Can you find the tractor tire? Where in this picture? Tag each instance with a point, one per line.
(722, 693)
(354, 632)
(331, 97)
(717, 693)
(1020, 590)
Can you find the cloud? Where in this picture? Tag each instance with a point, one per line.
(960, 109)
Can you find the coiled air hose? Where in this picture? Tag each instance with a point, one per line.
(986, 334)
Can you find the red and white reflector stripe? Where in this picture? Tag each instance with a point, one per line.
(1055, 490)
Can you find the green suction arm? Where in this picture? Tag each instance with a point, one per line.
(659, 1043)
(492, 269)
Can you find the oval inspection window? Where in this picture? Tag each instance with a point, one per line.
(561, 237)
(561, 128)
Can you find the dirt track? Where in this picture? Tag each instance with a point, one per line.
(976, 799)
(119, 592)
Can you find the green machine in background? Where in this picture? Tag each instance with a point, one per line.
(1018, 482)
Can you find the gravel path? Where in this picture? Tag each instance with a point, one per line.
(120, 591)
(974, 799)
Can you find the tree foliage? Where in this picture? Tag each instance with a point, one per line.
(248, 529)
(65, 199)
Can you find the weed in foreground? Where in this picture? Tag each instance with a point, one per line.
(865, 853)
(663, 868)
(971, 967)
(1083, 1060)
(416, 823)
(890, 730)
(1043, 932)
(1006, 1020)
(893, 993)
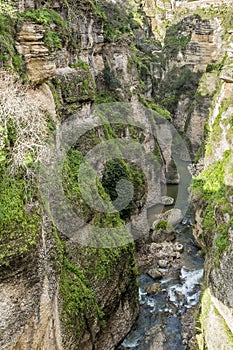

------------------------------------------------------------

-- What you should do --
Please rewrite the listing above as a numbered list, skipping any blank lines and leaving out the picture.

-- Answer for this exercise --
1. Can you find the tractor tire? Where in this picture? Tag each instance with a point, one per line.
2. (722, 693)
3. (354, 632)
4. (331, 97)
5. (717, 693)
6. (1020, 590)
7. Can you find the cloud? Where in this picture? Tag each instance with a point, one per line.
8. (960, 109)
9. Can you find the coiled air hose? Where in this picture? Tag each instance with a point, one per line.
10. (986, 334)
11. Can you find the red and white reflector stripe? Where in this picture? Tag each instance with a point, one per line.
12. (1055, 490)
13. Can you find the green suction arm? Where in this picture? Tag each instance with a point, one per line.
14. (659, 1043)
15. (492, 269)
16. Can you find the oval inspection window? Where in this picture? Tag each instance with a point, one per line.
17. (561, 237)
18. (561, 128)
19. Can you find the dirt track? Where in this picture? Tag each instance with a point, one per line.
20. (976, 799)
21. (119, 592)
22. Can you find the green machine in background? Where in this picture? Tag each instance with a point, one per line.
23. (1018, 482)
24. Can you find the gravel path? Where in this picture? Tag each instance with a point, one per line.
25. (120, 591)
26. (974, 799)
27. Can you find the tree foliage? Where in this picture? Tag each instance with a point, one per line.
28. (248, 529)
29. (65, 199)
30. Can you find the weed in foreground? Where in this picture? Tag each instance with a point, one per line.
31. (865, 853)
32. (663, 868)
33. (971, 967)
34. (1083, 1060)
35. (416, 823)
36. (890, 730)
37. (1043, 932)
38. (1006, 1020)
39. (893, 993)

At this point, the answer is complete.